-------- Text shown

Federal agents who swept into Charlotte and Raleigh in November to arrest undocumented immigrants were often met by protesters who used their mobile phone cameras to record the agents’ actions.

Since then, a federal agent fatally shot an “ICE watcher” in Minneapolis and hit those protesting the agents’ presence with blasts of tear gas and eye-irritant sprays.

Nonetheless, a North Carolina group is continuing to mobilize volunteers to monitor federal agents’ actions.

Andreina Malki, an organizer with Siembra NC, said her group has trained more than 5,000 people in North Carolina in how to monitor and respond to sweeps from Immigration and Customs Enforcement (ICE) and Customs and Border Protection (CBP).

The group formed at the start of President Donald Trump’s first term in response to what its website calls “Trump’s war on immigrants, the gap in support and resources for the broader Latin community in North Carolina.” One of Siembra’s activities is to organize ICE watchers by areas of the state. It uses texts, a hotline and its Facebook page to have volunteers respond when federal agents attempt roundups of undocumented immigrants.

----------------

Required actions:
1 > Answer these from the article on ICE watchers in North Carolina:
(a) In which month did federal agents sweep into Charlotte and Raleigh?
(b) How many people in North Carolina has Siembra NC trained?
(c) Which three channels does Siembra use to have volunteers respond?
2 > Reproduce the article on ICE watchers in North Carolina word for word, from "Federal agents who" to "federal agents’ actions.".
3 > Resume the article on ICE watchers in North Carolina, picking up after its final sentence.

-------- Extracted entries

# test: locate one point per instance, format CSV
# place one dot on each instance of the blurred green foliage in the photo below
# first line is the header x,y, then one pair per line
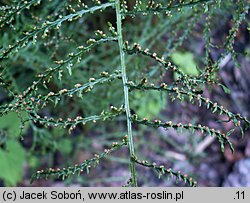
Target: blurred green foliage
x,y
166,37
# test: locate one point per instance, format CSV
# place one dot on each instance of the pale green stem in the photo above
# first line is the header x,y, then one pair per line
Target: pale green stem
x,y
126,96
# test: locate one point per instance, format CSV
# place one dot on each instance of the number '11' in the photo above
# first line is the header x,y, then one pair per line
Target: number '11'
x,y
240,195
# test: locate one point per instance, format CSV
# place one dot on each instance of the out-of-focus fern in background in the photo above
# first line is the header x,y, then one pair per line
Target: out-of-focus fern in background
x,y
60,65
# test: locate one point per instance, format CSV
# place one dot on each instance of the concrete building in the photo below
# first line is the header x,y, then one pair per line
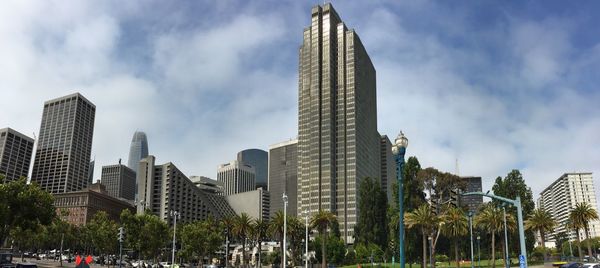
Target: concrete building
x,y
283,176
561,196
164,188
254,203
258,159
473,202
64,146
81,206
237,177
138,150
15,154
119,181
388,168
338,141
207,184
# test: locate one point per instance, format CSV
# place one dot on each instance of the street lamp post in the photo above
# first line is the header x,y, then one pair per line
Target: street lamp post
x,y
175,215
471,236
399,149
284,229
306,239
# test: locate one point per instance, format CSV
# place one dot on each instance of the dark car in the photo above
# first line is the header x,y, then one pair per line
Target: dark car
x,y
572,265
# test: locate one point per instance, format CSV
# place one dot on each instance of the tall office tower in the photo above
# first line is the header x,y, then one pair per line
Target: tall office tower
x,y
15,154
237,177
338,141
138,150
62,158
119,181
283,176
258,159
91,172
388,168
164,188
472,202
562,196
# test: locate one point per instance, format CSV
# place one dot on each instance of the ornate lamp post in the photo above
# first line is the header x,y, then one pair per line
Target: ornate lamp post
x,y
399,149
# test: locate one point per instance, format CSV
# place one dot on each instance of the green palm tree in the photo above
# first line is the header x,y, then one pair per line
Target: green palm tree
x,y
581,216
455,225
541,221
321,221
260,228
491,219
242,226
424,219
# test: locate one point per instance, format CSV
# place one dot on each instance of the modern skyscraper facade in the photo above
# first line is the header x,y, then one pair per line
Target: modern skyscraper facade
x,y
472,202
119,181
562,196
388,167
64,146
15,154
283,176
258,159
164,188
237,177
338,141
138,150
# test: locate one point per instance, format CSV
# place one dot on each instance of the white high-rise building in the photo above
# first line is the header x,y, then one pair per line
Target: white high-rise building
x,y
562,196
237,177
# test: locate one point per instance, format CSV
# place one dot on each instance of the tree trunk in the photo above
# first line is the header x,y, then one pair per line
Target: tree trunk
x,y
579,246
587,236
493,250
456,252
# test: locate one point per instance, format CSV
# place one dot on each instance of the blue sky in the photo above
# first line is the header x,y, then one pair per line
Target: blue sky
x,y
496,85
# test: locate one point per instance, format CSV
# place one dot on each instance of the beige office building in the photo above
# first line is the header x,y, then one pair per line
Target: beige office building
x,y
562,196
338,141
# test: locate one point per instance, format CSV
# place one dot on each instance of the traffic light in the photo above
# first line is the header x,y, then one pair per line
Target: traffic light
x,y
455,197
121,235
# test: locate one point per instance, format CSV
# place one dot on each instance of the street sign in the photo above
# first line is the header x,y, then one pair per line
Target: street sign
x,y
522,261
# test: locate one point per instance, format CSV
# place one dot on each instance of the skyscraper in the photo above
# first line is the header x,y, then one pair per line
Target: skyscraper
x,y
64,147
258,159
119,181
338,141
15,154
237,177
561,196
138,150
283,176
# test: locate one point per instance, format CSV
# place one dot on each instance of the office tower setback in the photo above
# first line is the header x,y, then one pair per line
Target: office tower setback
x,y
562,196
338,142
119,181
15,154
472,202
388,168
237,177
258,159
64,146
283,176
138,150
163,188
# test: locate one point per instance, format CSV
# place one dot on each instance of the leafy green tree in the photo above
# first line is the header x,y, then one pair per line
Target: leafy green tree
x,y
581,216
455,226
372,221
321,221
241,229
200,239
423,219
23,205
511,186
541,221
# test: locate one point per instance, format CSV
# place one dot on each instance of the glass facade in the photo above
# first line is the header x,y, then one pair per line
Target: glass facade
x,y
338,142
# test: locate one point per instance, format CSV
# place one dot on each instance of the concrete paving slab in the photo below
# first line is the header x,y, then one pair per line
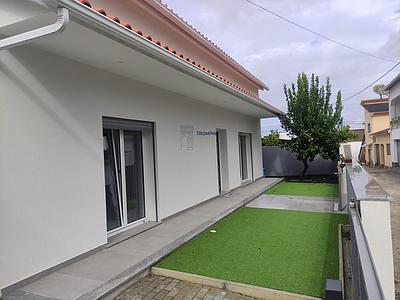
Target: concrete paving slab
x,y
61,286
317,204
389,180
104,265
101,273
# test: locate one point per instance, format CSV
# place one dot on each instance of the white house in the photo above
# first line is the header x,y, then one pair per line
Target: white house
x,y
106,125
394,112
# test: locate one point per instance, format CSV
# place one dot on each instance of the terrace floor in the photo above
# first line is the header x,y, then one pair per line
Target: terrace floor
x,y
106,270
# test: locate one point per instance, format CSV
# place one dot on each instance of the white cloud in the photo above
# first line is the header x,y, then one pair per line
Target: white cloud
x,y
276,51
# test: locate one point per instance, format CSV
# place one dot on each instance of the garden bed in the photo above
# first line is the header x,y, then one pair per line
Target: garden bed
x,y
279,249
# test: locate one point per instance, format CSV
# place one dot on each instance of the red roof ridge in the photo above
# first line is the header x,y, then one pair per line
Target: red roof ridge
x,y
213,44
138,32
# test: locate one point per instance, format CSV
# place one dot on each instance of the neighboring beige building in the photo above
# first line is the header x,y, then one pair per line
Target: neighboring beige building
x,y
394,109
377,137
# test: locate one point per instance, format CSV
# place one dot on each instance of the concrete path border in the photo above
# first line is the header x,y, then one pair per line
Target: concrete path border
x,y
105,271
236,287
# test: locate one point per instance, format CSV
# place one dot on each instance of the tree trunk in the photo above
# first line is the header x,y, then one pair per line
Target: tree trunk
x,y
305,162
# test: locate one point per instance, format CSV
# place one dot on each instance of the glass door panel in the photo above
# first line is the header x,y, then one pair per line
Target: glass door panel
x,y
243,156
133,155
112,182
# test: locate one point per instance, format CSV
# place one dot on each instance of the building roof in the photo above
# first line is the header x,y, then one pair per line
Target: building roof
x,y
376,105
391,84
182,56
213,45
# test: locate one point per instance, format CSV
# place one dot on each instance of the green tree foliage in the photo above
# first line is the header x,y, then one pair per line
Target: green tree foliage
x,y
272,139
317,128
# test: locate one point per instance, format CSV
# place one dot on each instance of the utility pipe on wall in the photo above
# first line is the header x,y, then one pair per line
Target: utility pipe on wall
x,y
26,37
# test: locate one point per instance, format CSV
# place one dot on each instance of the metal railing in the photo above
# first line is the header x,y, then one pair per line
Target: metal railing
x,y
360,187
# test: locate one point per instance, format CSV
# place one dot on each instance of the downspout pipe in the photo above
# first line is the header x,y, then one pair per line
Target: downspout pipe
x,y
26,37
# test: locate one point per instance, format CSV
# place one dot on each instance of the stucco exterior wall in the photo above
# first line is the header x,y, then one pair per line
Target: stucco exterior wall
x,y
52,185
384,141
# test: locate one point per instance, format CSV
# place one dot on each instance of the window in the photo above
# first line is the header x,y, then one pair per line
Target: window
x,y
123,142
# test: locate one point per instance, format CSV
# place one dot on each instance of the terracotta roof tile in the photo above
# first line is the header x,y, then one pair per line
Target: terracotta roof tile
x,y
167,48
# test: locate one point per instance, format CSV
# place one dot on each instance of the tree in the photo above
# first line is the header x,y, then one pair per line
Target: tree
x,y
379,89
272,139
315,126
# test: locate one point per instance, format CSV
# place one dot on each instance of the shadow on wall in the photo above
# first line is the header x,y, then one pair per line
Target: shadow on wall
x,y
281,162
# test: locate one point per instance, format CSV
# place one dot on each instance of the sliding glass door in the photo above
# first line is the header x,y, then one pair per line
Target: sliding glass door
x,y
124,182
243,157
134,175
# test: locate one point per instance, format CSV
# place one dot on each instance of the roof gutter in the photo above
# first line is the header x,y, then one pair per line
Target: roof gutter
x,y
29,36
97,22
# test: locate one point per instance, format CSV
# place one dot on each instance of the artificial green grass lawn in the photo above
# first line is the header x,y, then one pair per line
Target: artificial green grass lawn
x,y
305,189
286,250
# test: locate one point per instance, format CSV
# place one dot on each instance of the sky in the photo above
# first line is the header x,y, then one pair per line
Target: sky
x,y
276,51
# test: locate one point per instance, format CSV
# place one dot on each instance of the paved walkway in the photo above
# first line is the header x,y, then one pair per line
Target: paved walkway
x,y
294,203
158,287
98,274
389,179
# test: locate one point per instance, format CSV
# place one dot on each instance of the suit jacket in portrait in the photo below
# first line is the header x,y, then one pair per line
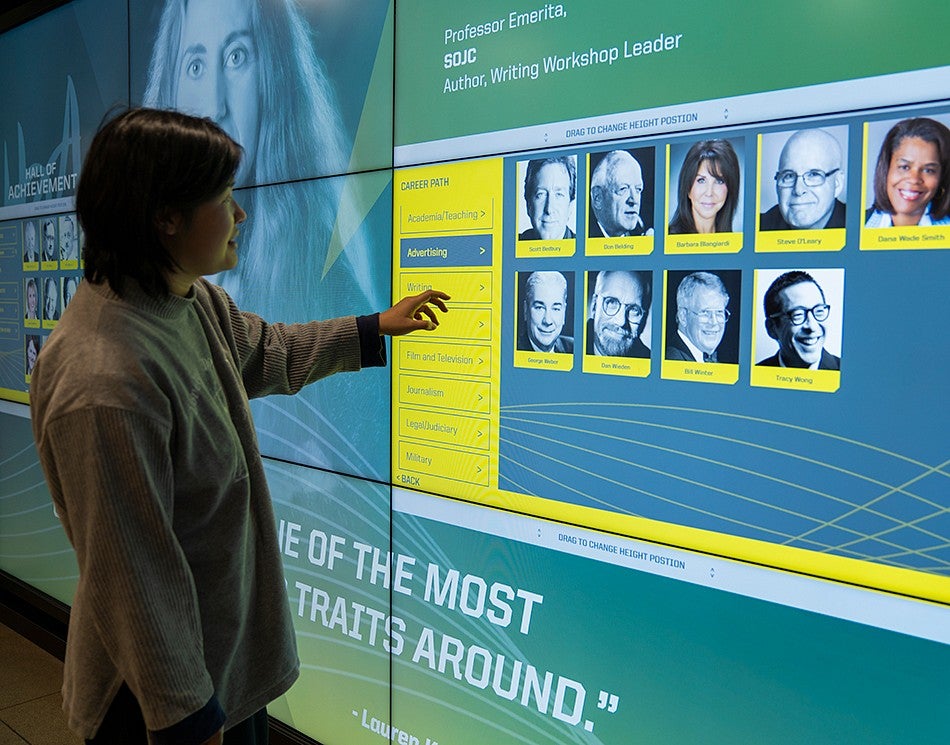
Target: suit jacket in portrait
x,y
773,220
828,361
532,235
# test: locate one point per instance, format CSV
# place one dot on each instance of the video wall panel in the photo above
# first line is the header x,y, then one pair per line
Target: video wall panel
x,y
671,467
603,350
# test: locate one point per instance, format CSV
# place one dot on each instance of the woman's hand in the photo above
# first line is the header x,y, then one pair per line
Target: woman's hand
x,y
413,313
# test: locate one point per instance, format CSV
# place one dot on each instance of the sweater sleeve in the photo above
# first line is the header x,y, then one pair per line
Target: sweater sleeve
x,y
137,586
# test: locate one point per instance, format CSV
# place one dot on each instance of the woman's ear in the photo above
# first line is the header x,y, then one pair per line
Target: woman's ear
x,y
168,221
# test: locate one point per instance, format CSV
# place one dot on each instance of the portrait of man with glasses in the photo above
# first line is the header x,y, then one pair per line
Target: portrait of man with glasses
x,y
796,312
618,312
702,316
809,180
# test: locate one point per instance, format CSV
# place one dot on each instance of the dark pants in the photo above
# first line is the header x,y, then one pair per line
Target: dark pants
x,y
124,725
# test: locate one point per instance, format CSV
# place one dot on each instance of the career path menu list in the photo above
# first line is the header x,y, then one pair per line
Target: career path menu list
x,y
447,236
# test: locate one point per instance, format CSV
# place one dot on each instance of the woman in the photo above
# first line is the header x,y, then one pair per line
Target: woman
x,y
309,252
180,626
708,190
912,176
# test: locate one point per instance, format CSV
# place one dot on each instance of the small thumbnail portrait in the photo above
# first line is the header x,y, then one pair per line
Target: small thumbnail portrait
x,y
707,197
31,349
51,307
31,293
49,238
68,238
908,173
549,208
803,180
621,193
802,311
70,284
618,313
546,319
703,316
31,246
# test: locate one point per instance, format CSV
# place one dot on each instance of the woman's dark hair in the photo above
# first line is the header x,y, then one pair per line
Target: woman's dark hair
x,y
928,130
722,163
141,164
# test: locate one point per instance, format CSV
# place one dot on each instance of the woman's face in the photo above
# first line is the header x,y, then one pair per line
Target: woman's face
x,y
707,194
912,179
218,71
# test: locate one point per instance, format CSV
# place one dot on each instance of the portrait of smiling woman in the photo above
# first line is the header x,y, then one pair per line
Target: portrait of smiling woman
x,y
708,189
313,246
912,176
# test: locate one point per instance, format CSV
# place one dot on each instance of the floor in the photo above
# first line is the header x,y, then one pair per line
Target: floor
x,y
30,702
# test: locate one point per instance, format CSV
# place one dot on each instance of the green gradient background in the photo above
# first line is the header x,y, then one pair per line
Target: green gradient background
x,y
728,48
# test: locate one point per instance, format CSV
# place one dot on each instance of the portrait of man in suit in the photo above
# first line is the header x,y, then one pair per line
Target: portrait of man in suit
x,y
795,312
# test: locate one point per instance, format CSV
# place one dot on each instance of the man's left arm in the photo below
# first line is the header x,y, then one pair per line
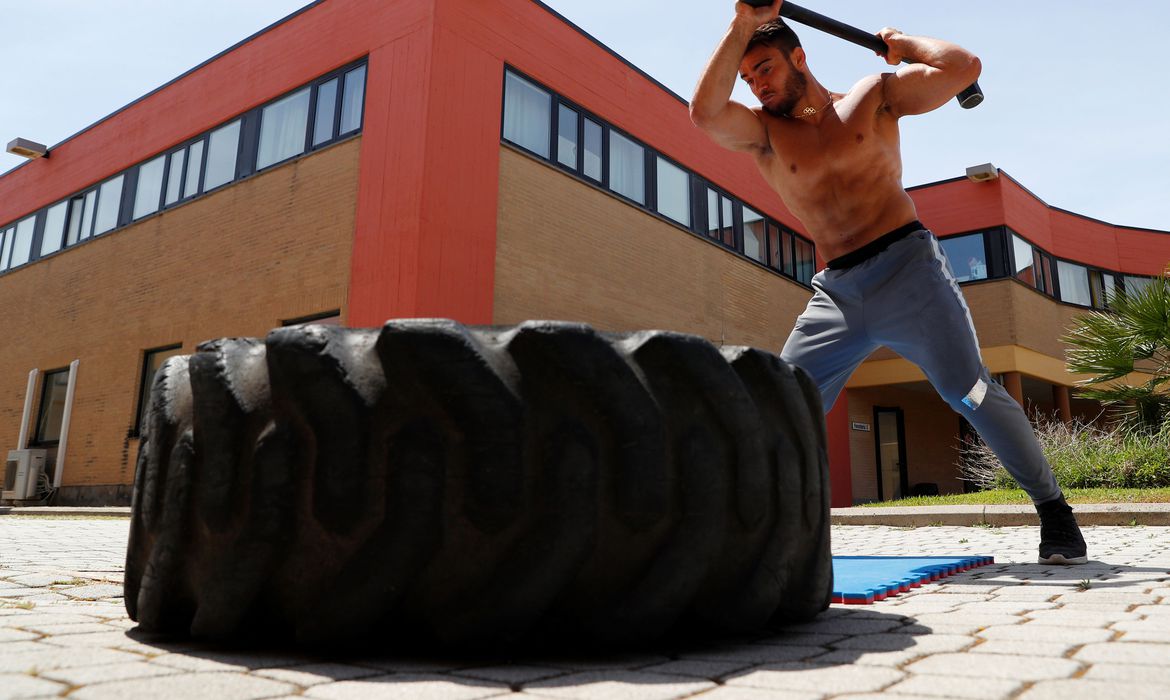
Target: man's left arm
x,y
941,70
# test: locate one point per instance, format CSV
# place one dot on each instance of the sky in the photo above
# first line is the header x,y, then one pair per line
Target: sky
x,y
1076,102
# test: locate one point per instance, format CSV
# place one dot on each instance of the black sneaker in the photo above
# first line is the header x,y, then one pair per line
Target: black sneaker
x,y
1060,539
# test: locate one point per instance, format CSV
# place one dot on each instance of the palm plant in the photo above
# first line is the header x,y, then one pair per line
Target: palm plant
x,y
1133,336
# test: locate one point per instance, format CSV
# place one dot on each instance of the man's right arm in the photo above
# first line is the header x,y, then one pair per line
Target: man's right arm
x,y
729,123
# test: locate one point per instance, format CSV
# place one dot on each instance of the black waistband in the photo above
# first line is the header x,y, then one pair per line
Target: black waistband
x,y
874,247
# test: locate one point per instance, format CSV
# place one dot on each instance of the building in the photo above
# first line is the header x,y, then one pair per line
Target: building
x,y
488,162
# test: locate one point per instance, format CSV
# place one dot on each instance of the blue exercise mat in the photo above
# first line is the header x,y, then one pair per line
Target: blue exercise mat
x,y
862,580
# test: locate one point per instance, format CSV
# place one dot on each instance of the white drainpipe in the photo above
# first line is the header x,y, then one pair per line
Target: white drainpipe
x,y
64,425
22,441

----------------

Answers provided:
1 >
(a) November
(b) More than 5,000
(c) Texts, a hotline and its Facebook page

2 >
Federal agents who swept into Charlotte and Raleigh in November to arrest undocumented immigrants were often met by protesters who used their mobile phone cameras to record the agents’ actions.

Since then, a federal agent fatally shot an “ICE watcher” in Minneapolis and hit those protesting the agents’ presence with blasts of tear gas and eye-irritant sprays.

Nonetheless, a North Carolina group is continuing to mobilize volunteers to monitor federal agents’ actions.

3 >
A federal agent’s fatal shooting of a woman who was participating in an ICE watch effort in Minneapolis has both frightened and motivated the group’s volunteers.

“We have volunteers with a lot of questions, like: ‘Can they get away with this?’ They are feeling scared, they are feeling heartbroken,” Malki said. But they’re also angered by what they’re seeing in the Twin Cities, she said, “and this makes them want to continue to work even more.”

Siembra has not altered how it instructs ICE watchers to capture scenes, but it has added more advice on how to stay safe.

“I don’t want to say we changed tactics because what we always did involved protected activities, such as recording and observing law enforcement. We don’t interfere, but we do record,” Malki said. But Siembra is providing more guidance to its volunteers on how they can minimize the risks to themselves.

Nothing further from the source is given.